## Work to be completed
Each record that follows is to be duplicated exactly, though its pictures are not.

Stored dataset items:

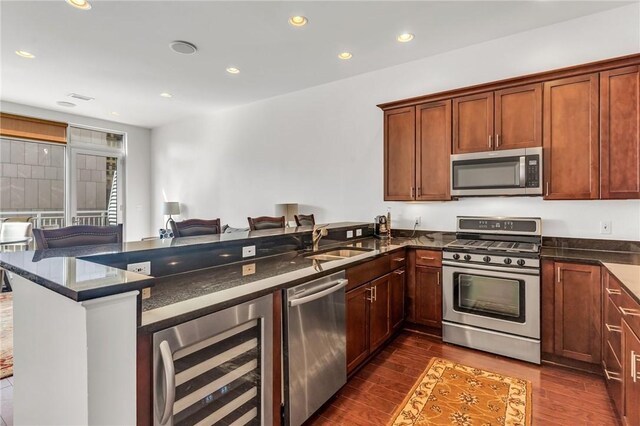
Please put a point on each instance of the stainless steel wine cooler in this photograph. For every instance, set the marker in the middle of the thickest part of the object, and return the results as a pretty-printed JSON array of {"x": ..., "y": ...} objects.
[{"x": 216, "y": 369}]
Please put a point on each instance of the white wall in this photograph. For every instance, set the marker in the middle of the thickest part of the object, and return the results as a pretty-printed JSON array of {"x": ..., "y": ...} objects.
[
  {"x": 137, "y": 165},
  {"x": 322, "y": 147}
]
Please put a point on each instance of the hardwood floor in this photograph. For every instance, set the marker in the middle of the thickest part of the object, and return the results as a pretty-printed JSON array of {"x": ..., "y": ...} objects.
[{"x": 370, "y": 397}]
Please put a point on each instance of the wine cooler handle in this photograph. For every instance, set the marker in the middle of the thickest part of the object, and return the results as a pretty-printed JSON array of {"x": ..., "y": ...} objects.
[{"x": 169, "y": 381}]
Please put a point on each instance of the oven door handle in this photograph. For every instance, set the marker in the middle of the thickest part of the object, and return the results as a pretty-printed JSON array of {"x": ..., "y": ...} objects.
[{"x": 532, "y": 272}]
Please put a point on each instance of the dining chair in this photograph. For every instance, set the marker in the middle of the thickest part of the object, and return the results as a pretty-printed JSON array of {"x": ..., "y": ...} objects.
[
  {"x": 304, "y": 219},
  {"x": 193, "y": 227},
  {"x": 77, "y": 235},
  {"x": 265, "y": 222}
]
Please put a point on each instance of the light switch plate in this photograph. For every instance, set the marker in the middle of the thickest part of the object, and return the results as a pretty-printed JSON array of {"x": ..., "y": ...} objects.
[
  {"x": 143, "y": 268},
  {"x": 248, "y": 269},
  {"x": 248, "y": 251}
]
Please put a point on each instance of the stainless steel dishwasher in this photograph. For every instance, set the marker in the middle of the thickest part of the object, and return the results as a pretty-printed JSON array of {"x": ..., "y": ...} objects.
[{"x": 315, "y": 351}]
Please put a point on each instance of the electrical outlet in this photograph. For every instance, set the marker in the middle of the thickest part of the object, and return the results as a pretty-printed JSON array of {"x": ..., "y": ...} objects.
[
  {"x": 143, "y": 268},
  {"x": 248, "y": 269},
  {"x": 605, "y": 226},
  {"x": 248, "y": 251}
]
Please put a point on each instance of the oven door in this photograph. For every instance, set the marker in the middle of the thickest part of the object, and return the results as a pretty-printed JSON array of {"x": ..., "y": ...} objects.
[{"x": 493, "y": 298}]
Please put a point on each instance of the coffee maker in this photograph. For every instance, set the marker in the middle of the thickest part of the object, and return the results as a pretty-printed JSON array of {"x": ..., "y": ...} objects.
[{"x": 381, "y": 227}]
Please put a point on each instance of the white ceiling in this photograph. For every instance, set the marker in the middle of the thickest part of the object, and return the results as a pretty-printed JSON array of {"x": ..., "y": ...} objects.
[{"x": 118, "y": 51}]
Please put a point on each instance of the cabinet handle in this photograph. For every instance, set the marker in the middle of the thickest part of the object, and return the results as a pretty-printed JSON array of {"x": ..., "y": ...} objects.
[
  {"x": 630, "y": 312},
  {"x": 613, "y": 328},
  {"x": 612, "y": 375}
]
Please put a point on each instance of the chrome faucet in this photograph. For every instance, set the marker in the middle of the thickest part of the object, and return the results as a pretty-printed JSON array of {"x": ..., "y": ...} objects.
[{"x": 318, "y": 232}]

## Exercise response
Please put a point on each instance of the stainless steel wine cooler in this photograph. For every instance, set the marker in the middle of the thickest part of the object, and return the results as a pretty-printed JSON array of {"x": ..., "y": ...} objects.
[{"x": 216, "y": 369}]
Please put a point on each instance of the white wall in this photograph. For every instance, set the marker in the middle of the thickest part of the object, and return the results as a pretty-printed JSON array of {"x": ..., "y": ...} objects.
[
  {"x": 137, "y": 165},
  {"x": 322, "y": 147}
]
Please put a point on each instance of the hardwood floor in this photograph. For every instance, set the marker in the middle of the thickest part of the object, and return the results as a pretty-printed JSON array of {"x": ..., "y": ...} objects.
[{"x": 370, "y": 397}]
Please put a point on each instance of the wine cooler handle in this photograph. For every instance, set the marker in the middle of the thickest part of the object, and return the results as a pretty-printed JSON array of {"x": ..., "y": ...} objects.
[{"x": 169, "y": 381}]
Please put a point on each instance of the oven door handle in this photograph. For every instance, set the marker in the middle of the thickest part of the object, and return the results as a pretty-printed JSON array of {"x": ..., "y": ...} objects.
[{"x": 532, "y": 272}]
Please put a point on each instance of the dining chair in this photograph. For every instance, set the marker in the middle of the thickest part of the object, and return the results as a pretty-printed JSON array of {"x": ..., "y": ...} objects.
[
  {"x": 304, "y": 219},
  {"x": 193, "y": 227},
  {"x": 77, "y": 235},
  {"x": 265, "y": 222}
]
Please put a point on each instance of the light switch plate in this photograph. For every instance, set the marker in the middle of the thickest part of the object, and return the results as a pretty-printed JSON array of {"x": ..., "y": ...} objects.
[
  {"x": 143, "y": 268},
  {"x": 248, "y": 269},
  {"x": 248, "y": 251}
]
Please put a point on each instance of the stainless steel dishwasher in this photograph. For every instance, set the marker in the middle of the thickest part of the object, and return the results as a pretty-printed JSON array of {"x": ..., "y": ...} objects.
[{"x": 315, "y": 351}]
Please put a point on each instance of the electrical outlet in this photograph. For every instance, set the marker in the middle of the thickest part of the object, and return the results as a pretty-printed JSON array of {"x": ..., "y": ...} objects.
[
  {"x": 143, "y": 268},
  {"x": 248, "y": 269},
  {"x": 605, "y": 226},
  {"x": 248, "y": 251}
]
Please put a point on each instance of the oven door in this photograph. For every instance, set the marker in the middle of the thickest part of the object, and return the results as a pretty-printed JSON array of {"x": ..., "y": ...} objects.
[{"x": 493, "y": 298}]
Please put a point on each instance of the coffee maker in this photograph. For every instance, set the marker in the middle of the thickest part of the object, and return the results as a pretty-printed JSON array of {"x": ..., "y": ...} objects.
[{"x": 381, "y": 227}]
Please put a point on each instance of the white ceiling in this photograph. For every instance, set the marker in the middle of the thickest part of the object, and return the results as a pretty-printed JSON array of {"x": ..., "y": ...} objects.
[{"x": 118, "y": 51}]
Please put a point on each instance of the cabinet handle in this photograph. For every instance, set the marker in the middle of the thickest part of the object, and return the results as a pretty-printed JSON array of {"x": ..., "y": ...} objects.
[
  {"x": 630, "y": 312},
  {"x": 613, "y": 328},
  {"x": 612, "y": 375}
]
Please put a point on each instance of the chrome faucet in this photograph. For every instance, set the marker in the middle of the thickest part of the object, and return the results as a pretty-printed JSON array of {"x": ..., "y": ...} objects.
[{"x": 318, "y": 232}]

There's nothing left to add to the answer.